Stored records
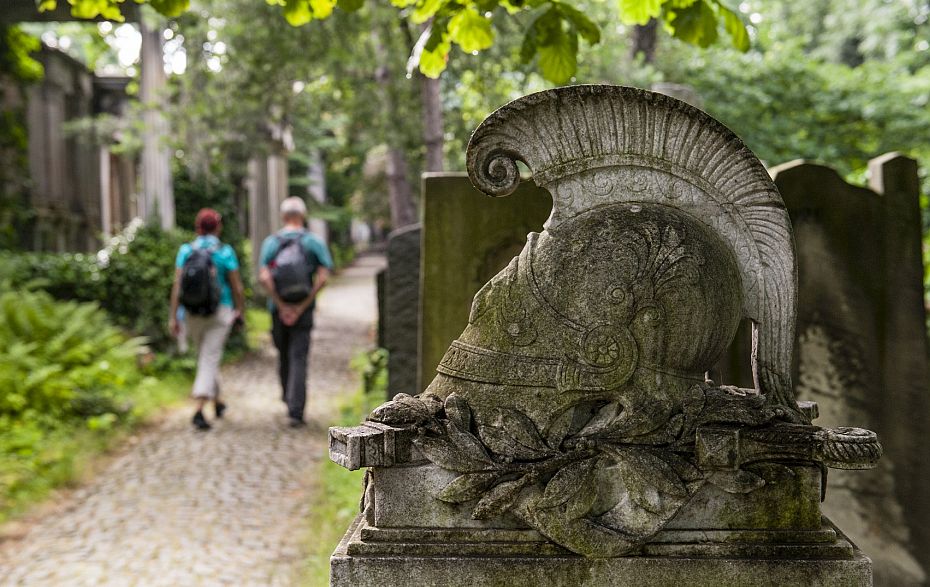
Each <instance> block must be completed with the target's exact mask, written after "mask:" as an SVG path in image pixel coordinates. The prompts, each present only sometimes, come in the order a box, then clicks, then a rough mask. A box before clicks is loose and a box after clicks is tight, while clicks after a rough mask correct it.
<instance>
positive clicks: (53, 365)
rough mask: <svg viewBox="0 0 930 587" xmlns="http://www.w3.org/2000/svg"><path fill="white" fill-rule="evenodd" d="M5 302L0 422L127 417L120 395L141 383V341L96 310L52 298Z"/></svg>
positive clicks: (24, 298) (24, 296) (0, 372)
mask: <svg viewBox="0 0 930 587" xmlns="http://www.w3.org/2000/svg"><path fill="white" fill-rule="evenodd" d="M4 289H7V291H6V292H5V293H3V294H0V389H3V390H4V393H3V394H0V415H2V416H9V417H13V418H17V419H36V417H39V416H41V417H46V416H47V417H52V418H55V419H56V420H62V419H68V418H83V417H89V416H99V415H101V414H105V413H112V412H118V411H121V410H122V408H121V407H120V406H119V405H118V403H117V392H118V391H119V390H120V389H121V388H123V387H125V386H126V385H127V384H128V383H132V382H134V381H135V380H136V379H138V375H136V356H137V354H138V353H139V351H140V348H141V346H142V342H143V341H142V340H141V339H138V338H133V339H126V337H125V336H124V335H123V334H122V333H121V332H120V330H119V329H117V328H116V327H115V326H114V325H113V324H111V323H110V321H109V319H108V318H107V316H106V314H104V313H103V312H102V311H101V310H100V308H99V307H97V306H96V305H95V304H89V303H79V302H70V301H63V300H56V299H54V298H53V297H52V296H51V295H50V294H48V293H46V292H41V291H38V292H35V291H17V290H12V289H9V288H4Z"/></svg>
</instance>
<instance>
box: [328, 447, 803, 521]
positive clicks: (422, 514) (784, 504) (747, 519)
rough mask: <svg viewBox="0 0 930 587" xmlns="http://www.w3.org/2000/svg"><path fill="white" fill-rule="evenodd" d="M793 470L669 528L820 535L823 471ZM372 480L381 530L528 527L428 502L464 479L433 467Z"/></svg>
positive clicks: (400, 466) (468, 510)
mask: <svg viewBox="0 0 930 587" xmlns="http://www.w3.org/2000/svg"><path fill="white" fill-rule="evenodd" d="M334 430H341V429H334ZM792 471H793V476H792V477H791V478H790V479H787V480H784V481H782V482H780V483H777V484H771V485H766V486H765V487H762V488H760V489H758V490H756V491H754V492H752V493H751V494H748V495H746V494H739V493H736V494H734V493H728V492H725V491H723V490H722V489H720V488H719V487H716V486H715V485H713V484H711V483H707V484H705V485H704V486H703V487H702V488H701V489H700V490H698V492H697V493H695V495H694V496H693V497H692V498H691V501H690V503H689V506H688V507H686V508H682V510H681V511H679V512H678V515H677V516H676V517H675V518H673V519H672V520H671V521H670V522H669V523H668V526H667V528H668V529H670V530H701V531H704V532H707V531H715V530H739V529H745V528H770V529H779V530H802V531H812V530H816V529H817V528H819V526H820V519H821V516H820V507H819V506H820V488H821V472H820V469H819V468H817V467H813V466H801V465H796V466H794V467H792ZM371 475H372V477H371V479H372V482H371V484H370V491H369V496H370V499H371V507H372V508H373V522H374V524H375V525H376V526H377V527H378V528H381V529H390V528H408V527H424V528H426V527H431V528H441V529H452V528H458V529H462V528H471V529H481V528H485V529H487V528H494V529H500V528H506V529H515V528H526V525H525V524H524V523H522V522H521V521H520V520H518V519H516V518H515V517H513V516H511V515H506V516H503V517H499V518H495V519H493V520H488V521H479V520H475V519H473V518H472V516H471V511H472V510H473V509H474V505H475V504H474V503H473V502H466V503H462V504H453V503H446V502H444V501H440V500H438V499H424V496H433V495H436V494H438V493H439V492H440V491H441V490H442V489H443V488H444V487H445V486H447V485H448V484H449V483H451V482H452V480H454V479H455V478H456V477H457V476H458V475H459V473H455V472H453V471H448V470H446V469H443V468H441V467H438V466H436V465H434V464H432V463H429V462H425V461H424V462H423V464H411V465H405V466H400V465H395V466H387V467H383V466H379V467H372V468H371Z"/></svg>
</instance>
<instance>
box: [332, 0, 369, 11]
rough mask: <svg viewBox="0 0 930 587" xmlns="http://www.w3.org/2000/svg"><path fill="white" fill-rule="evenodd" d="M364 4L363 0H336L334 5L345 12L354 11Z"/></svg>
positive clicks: (361, 6) (358, 8) (359, 8)
mask: <svg viewBox="0 0 930 587" xmlns="http://www.w3.org/2000/svg"><path fill="white" fill-rule="evenodd" d="M364 5H365V0H337V2H336V6H338V7H339V8H341V9H342V10H345V11H346V12H355V11H356V10H359V9H360V8H361V7H362V6H364Z"/></svg>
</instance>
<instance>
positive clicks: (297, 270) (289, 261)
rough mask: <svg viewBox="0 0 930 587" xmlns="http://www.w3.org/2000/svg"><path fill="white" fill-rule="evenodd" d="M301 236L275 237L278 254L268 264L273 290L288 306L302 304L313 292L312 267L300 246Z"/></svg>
mask: <svg viewBox="0 0 930 587" xmlns="http://www.w3.org/2000/svg"><path fill="white" fill-rule="evenodd" d="M303 236H304V234H303V233H301V234H298V235H296V236H289V237H283V236H276V237H275V238H277V240H278V253H277V254H276V255H275V256H274V259H273V260H272V261H271V263H270V264H269V267H270V269H271V276H272V277H273V278H274V287H275V290H276V291H277V292H278V296H279V297H280V298H281V299H282V300H284V301H285V302H287V303H289V304H296V303H298V302H302V301H303V300H305V299H307V296H309V295H310V292H311V291H313V283H312V277H311V276H312V275H313V271H314V267H313V266H312V265H311V264H310V261H309V260H308V259H307V254H306V253H305V252H304V248H303V245H302V244H301V239H303Z"/></svg>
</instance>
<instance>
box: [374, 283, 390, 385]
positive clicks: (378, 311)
mask: <svg viewBox="0 0 930 587" xmlns="http://www.w3.org/2000/svg"><path fill="white" fill-rule="evenodd" d="M386 289H387V268H384V269H382V270H380V271H378V273H376V274H375V292H376V294H377V296H378V334H377V336H376V337H375V340H376V341H377V344H378V346H379V347H382V348H386V347H387V342H386V339H385V335H384V327H385V324H384V321H385V320H387V306H386V303H387V300H386V299H385V296H386V293H385V290H386ZM391 397H393V396H390V397H388V399H390V398H391Z"/></svg>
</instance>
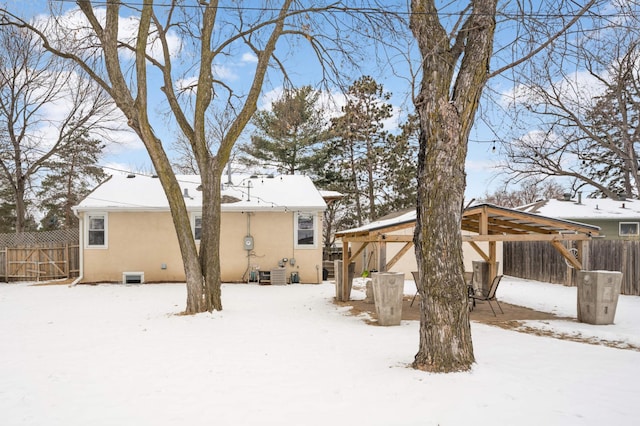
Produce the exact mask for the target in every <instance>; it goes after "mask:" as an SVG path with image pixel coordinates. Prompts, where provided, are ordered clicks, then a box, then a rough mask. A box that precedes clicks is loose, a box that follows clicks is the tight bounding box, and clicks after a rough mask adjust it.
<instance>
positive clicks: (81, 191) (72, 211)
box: [38, 130, 106, 230]
mask: <svg viewBox="0 0 640 426" xmlns="http://www.w3.org/2000/svg"><path fill="white" fill-rule="evenodd" d="M103 149H104V144H103V143H102V142H101V141H99V140H96V139H91V138H90V137H89V135H88V133H87V132H86V131H85V130H79V131H78V132H76V133H74V134H72V135H70V137H69V138H68V139H67V140H66V141H65V143H64V144H63V145H62V146H61V148H60V151H59V154H58V155H57V156H55V157H51V159H50V160H49V161H48V162H47V168H48V169H49V170H50V172H49V173H48V174H47V175H46V177H45V178H44V179H43V180H42V182H41V188H40V191H39V192H38V196H39V197H40V199H41V207H42V209H43V210H44V213H45V216H44V218H43V219H42V220H41V227H42V229H45V230H51V229H69V228H73V227H76V226H78V219H77V218H76V217H75V215H74V214H73V211H72V210H71V208H72V207H73V206H74V205H76V204H78V203H79V202H80V200H82V198H84V197H85V196H86V195H87V194H88V193H89V192H91V190H92V189H93V188H94V187H95V185H96V184H97V183H99V182H101V181H102V180H104V179H105V178H106V174H105V173H104V171H103V170H102V169H101V168H100V167H99V166H98V165H97V161H98V158H99V157H100V155H101V153H102V150H103Z"/></svg>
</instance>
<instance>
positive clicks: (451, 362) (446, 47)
mask: <svg viewBox="0 0 640 426" xmlns="http://www.w3.org/2000/svg"><path fill="white" fill-rule="evenodd" d="M513 3H515V5H514V6H515V10H513V11H512V13H511V14H509V15H506V14H504V15H499V14H498V9H497V0H474V1H469V2H451V3H448V4H447V5H445V6H443V9H440V10H439V9H438V8H437V7H436V2H435V1H431V0H413V1H412V2H411V30H412V31H413V34H414V36H415V38H416V40H417V43H418V47H419V51H420V54H421V58H422V62H421V65H422V82H421V85H420V88H419V92H418V95H417V96H416V98H415V101H414V102H415V106H416V110H417V113H418V116H419V118H420V137H419V140H420V152H419V156H418V207H417V223H416V230H415V236H414V242H415V247H416V258H417V262H418V270H419V271H420V282H419V283H418V289H419V292H420V295H421V296H422V301H421V307H420V309H421V320H420V346H419V350H418V353H417V354H416V356H415V361H414V364H413V365H414V367H415V368H418V369H423V370H427V371H434V372H450V371H462V370H468V369H469V368H470V367H471V365H472V363H473V362H474V354H473V345H472V341H471V332H470V327H469V316H468V300H467V289H466V285H465V281H464V267H463V262H462V238H461V235H460V227H461V219H462V209H463V197H464V189H465V184H466V182H465V170H464V163H465V158H466V154H467V144H468V137H469V132H470V130H471V127H472V125H473V122H474V119H475V115H476V111H477V109H478V104H479V102H480V98H481V95H482V92H483V89H484V87H485V85H486V83H487V81H488V79H489V78H490V77H491V75H492V72H491V61H492V58H494V62H495V63H496V66H497V69H496V70H495V71H494V72H493V73H502V72H504V71H505V70H507V69H510V68H512V67H515V66H517V65H518V64H520V63H523V62H524V61H526V60H527V59H528V58H530V57H532V56H534V55H535V54H536V53H538V52H540V51H541V50H543V49H544V48H545V47H547V46H549V45H550V44H551V41H552V40H554V39H557V37H558V35H559V34H563V33H565V32H566V30H567V28H570V27H571V26H572V25H573V24H574V23H575V22H576V21H577V20H578V18H579V17H580V16H581V15H582V14H584V13H585V12H586V11H587V10H588V9H589V7H591V6H592V5H593V4H594V3H595V1H590V2H589V3H587V4H586V5H585V6H584V7H582V8H580V9H578V10H576V11H571V13H570V14H569V13H567V16H566V20H564V16H565V15H562V17H563V19H562V20H561V21H562V22H561V25H560V28H559V30H558V31H557V32H556V33H555V34H554V33H553V32H552V31H551V29H550V27H549V25H546V26H545V29H546V30H548V31H549V33H548V34H546V35H545V37H544V38H542V39H541V40H536V41H535V43H534V44H535V45H534V47H532V48H530V49H529V50H528V52H525V53H524V54H523V55H522V57H518V58H514V59H515V61H513V62H511V61H509V62H508V63H506V64H500V62H499V60H503V59H504V57H503V56H501V55H499V54H494V35H495V31H496V19H497V17H499V16H500V17H502V16H504V17H505V18H511V19H519V22H522V21H523V18H524V17H526V16H528V15H527V12H528V11H527V10H526V9H525V7H538V8H540V9H537V10H536V11H535V13H533V12H534V11H531V12H532V13H531V15H530V16H531V19H532V20H536V19H540V17H541V16H545V17H549V16H557V15H550V14H547V15H542V14H541V12H540V11H541V10H544V7H552V5H551V4H550V3H549V4H547V3H545V2H542V3H543V4H542V5H537V4H536V5H533V4H532V3H529V2H513ZM555 3H557V2H554V6H553V7H555V9H554V10H555V11H557V10H558V8H560V10H563V9H562V8H564V7H567V6H566V5H565V4H564V3H563V2H560V3H561V4H560V5H558V4H555ZM510 4H511V3H510ZM447 7H448V9H447ZM547 10H550V9H547ZM504 12H505V11H501V13H504ZM556 13H557V12H556ZM531 24H532V25H530V26H527V27H520V26H519V27H517V28H518V29H520V28H524V29H526V28H530V29H531V31H530V32H529V33H528V34H525V35H533V34H535V31H536V30H537V28H539V27H540V25H539V23H536V24H535V25H533V23H531ZM511 35H512V36H513V34H511ZM516 36H517V37H516V41H518V42H521V43H523V40H521V39H520V37H522V35H520V34H516ZM510 40H513V38H511V39H510ZM514 46H517V45H514ZM525 47H527V48H528V46H523V47H522V49H523V51H525ZM511 51H515V47H514V49H512V50H511Z"/></svg>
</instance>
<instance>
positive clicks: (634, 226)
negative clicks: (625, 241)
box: [618, 222, 640, 237]
mask: <svg viewBox="0 0 640 426" xmlns="http://www.w3.org/2000/svg"><path fill="white" fill-rule="evenodd" d="M618 226H619V228H618V234H619V235H620V236H621V237H637V236H639V235H640V222H620V223H619V224H618Z"/></svg>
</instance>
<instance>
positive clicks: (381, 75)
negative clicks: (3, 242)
mask: <svg viewBox="0 0 640 426" xmlns="http://www.w3.org/2000/svg"><path fill="white" fill-rule="evenodd" d="M44 4H45V2H43V1H41V0H34V1H29V2H22V3H20V4H18V3H16V4H15V6H16V8H20V9H22V12H23V13H24V16H31V15H34V14H37V13H43V12H44V11H45V10H46V8H45V7H44ZM63 5H64V6H65V8H67V9H68V8H70V7H72V6H73V3H71V2H69V3H68V6H67V5H66V4H65V3H63ZM10 7H11V8H13V5H11V4H10ZM298 49H299V50H298V51H297V52H296V54H295V55H290V56H289V57H288V58H287V62H288V66H289V68H288V69H289V72H290V76H291V77H292V80H293V81H294V84H296V85H304V84H312V85H313V84H314V82H315V81H317V77H318V72H319V66H318V63H317V61H315V60H314V59H313V57H312V55H311V54H310V53H309V52H307V51H305V50H304V48H302V47H300V46H298ZM182 59H184V58H182ZM254 59H255V57H254V56H253V54H252V53H251V52H250V51H248V50H244V51H243V50H242V49H238V50H237V51H234V54H233V55H231V56H228V57H227V60H226V62H225V63H224V64H217V66H216V71H217V72H218V73H219V75H223V76H224V77H225V81H228V82H230V83H231V84H238V85H239V84H241V83H242V82H243V81H246V80H248V79H249V78H250V76H251V75H252V73H253V66H252V65H253V62H254ZM378 59H379V58H378ZM361 65H362V70H361V72H355V71H354V76H353V80H356V79H357V78H358V77H360V75H362V74H369V75H372V76H373V77H374V78H375V79H376V80H377V81H378V82H379V83H381V84H383V85H384V88H385V90H386V91H389V92H391V93H392V94H393V97H392V100H391V102H392V104H393V105H394V108H395V111H396V112H397V115H398V116H400V117H404V116H405V115H406V113H407V112H408V111H409V110H410V109H411V108H412V105H411V101H410V99H411V87H410V85H409V84H408V68H407V67H403V66H397V65H398V64H397V63H396V64H395V65H396V67H395V68H394V69H393V70H392V68H391V67H389V66H380V63H377V62H376V61H375V60H371V62H370V63H367V62H363V63H362V64H361ZM398 73H399V74H400V75H398ZM280 82H281V79H280V78H278V77H277V76H276V77H274V78H273V79H268V80H267V81H266V83H265V86H264V88H263V99H262V100H261V102H260V103H259V107H260V106H264V105H267V104H268V99H269V96H270V95H272V94H273V93H277V92H278V90H280V89H281V86H280ZM335 93H337V91H336V92H335ZM339 100H340V98H339V97H338V101H339ZM158 104H159V105H160V104H161V103H160V98H158ZM152 113H155V117H154V119H153V125H154V129H155V131H156V133H157V134H158V135H159V136H160V137H161V139H163V141H165V142H167V145H168V142H169V141H170V140H172V139H174V138H175V131H174V129H173V126H172V125H171V122H170V121H169V120H167V119H166V118H165V117H164V116H163V115H162V108H157V109H154V111H152ZM389 124H390V127H392V126H393V123H389ZM491 135H492V133H491V132H490V131H488V129H486V127H485V126H483V124H482V121H481V120H480V119H477V120H476V126H475V127H474V129H473V130H472V132H471V135H470V142H469V151H468V156H467V163H466V172H467V191H466V197H467V199H471V198H479V197H482V196H483V195H484V194H485V193H486V192H487V191H492V190H493V189H494V188H496V187H497V186H498V184H499V182H500V179H499V178H498V177H496V173H497V169H496V168H495V165H496V163H497V162H498V161H499V160H500V147H499V145H497V144H494V143H492V142H491V140H492V139H493V137H492V136H491ZM248 137H249V132H245V134H244V135H243V136H242V137H241V139H240V140H239V143H241V142H243V141H246V140H248ZM123 139H127V138H123ZM494 147H495V149H494ZM102 163H103V165H106V166H109V167H111V168H112V169H113V170H133V171H143V172H148V171H150V170H151V168H152V167H151V162H150V160H149V157H148V155H147V153H146V150H145V149H144V147H143V145H142V143H141V142H139V141H137V140H136V138H134V137H132V138H129V140H126V142H125V143H123V144H121V145H115V146H110V147H109V150H108V154H107V155H106V156H105V157H104V159H103V161H102Z"/></svg>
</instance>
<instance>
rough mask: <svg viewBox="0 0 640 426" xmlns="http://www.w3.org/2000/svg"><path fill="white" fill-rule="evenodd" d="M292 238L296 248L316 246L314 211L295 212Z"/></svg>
mask: <svg viewBox="0 0 640 426" xmlns="http://www.w3.org/2000/svg"><path fill="white" fill-rule="evenodd" d="M294 238H295V239H296V241H295V246H296V248H315V247H316V240H317V233H316V215H315V214H314V213H296V217H295V236H294Z"/></svg>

*Required action*
Rewrite the entries from their start through the line that contains "302L0 422L127 417L120", switching "clicks" to "points" and changing nothing else. Leave the pictures out of your answer.

*Final answer*
Each <instance> block must be completed with the target's exact mask, written after "mask:" as an SVG path in image pixel coordinates. The prompts, each present only sometimes, come in the order a box, then points, then a rough mask. A box before points is loose and a box after points is tight, while points after a rough mask correct it.
<instance>
positive points: (53, 365)
rough mask: <svg viewBox="0 0 930 587" xmlns="http://www.w3.org/2000/svg"><path fill="white" fill-rule="evenodd" d="M5 302L0 422L127 417L120 395L141 383V341L96 310L52 298Z"/></svg>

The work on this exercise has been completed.